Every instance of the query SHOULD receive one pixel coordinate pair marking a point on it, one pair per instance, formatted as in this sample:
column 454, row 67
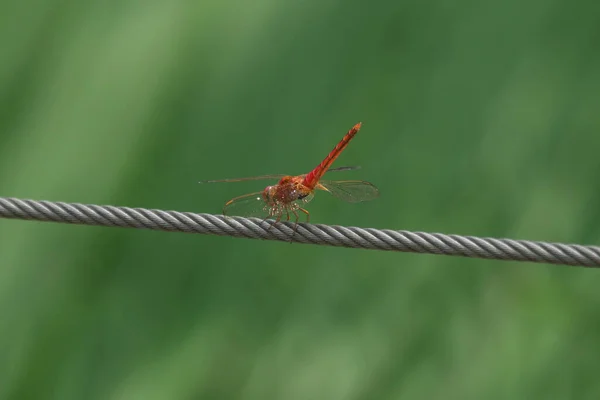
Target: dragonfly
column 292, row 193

------------------------------------------------------------------------

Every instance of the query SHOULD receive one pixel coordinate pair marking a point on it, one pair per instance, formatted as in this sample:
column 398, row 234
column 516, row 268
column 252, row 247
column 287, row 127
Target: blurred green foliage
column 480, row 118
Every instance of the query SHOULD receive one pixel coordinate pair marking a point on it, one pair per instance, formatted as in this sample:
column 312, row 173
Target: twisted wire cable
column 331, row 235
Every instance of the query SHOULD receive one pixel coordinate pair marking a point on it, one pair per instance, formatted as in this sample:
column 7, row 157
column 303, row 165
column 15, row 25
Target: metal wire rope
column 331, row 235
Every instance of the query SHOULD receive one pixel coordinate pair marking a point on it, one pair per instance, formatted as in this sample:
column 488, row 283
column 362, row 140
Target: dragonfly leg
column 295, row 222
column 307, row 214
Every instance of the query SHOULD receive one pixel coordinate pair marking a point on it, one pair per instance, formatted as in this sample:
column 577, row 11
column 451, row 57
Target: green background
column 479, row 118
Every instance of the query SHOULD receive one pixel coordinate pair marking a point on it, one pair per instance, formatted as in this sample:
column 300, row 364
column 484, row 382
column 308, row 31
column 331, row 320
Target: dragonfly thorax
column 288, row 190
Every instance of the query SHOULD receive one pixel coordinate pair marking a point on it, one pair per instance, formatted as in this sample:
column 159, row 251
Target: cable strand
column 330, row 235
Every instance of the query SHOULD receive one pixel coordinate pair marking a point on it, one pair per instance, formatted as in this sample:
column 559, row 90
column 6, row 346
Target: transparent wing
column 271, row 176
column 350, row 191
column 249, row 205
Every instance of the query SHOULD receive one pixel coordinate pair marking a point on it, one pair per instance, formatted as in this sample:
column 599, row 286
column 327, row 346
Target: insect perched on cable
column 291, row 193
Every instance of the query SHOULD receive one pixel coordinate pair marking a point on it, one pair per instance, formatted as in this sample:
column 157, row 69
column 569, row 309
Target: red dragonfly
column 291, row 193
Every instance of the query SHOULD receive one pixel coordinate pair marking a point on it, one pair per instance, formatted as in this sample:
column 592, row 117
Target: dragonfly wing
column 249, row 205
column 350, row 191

------------------------------------------------------------------------

▸ **INSTRUCTIONS FOR THE TASK**
Locate every line in the rows above that contains the string "wire" and copy each of those lines.

▸ **REPLY**
Target: twisted wire cable
Target: metal wire rope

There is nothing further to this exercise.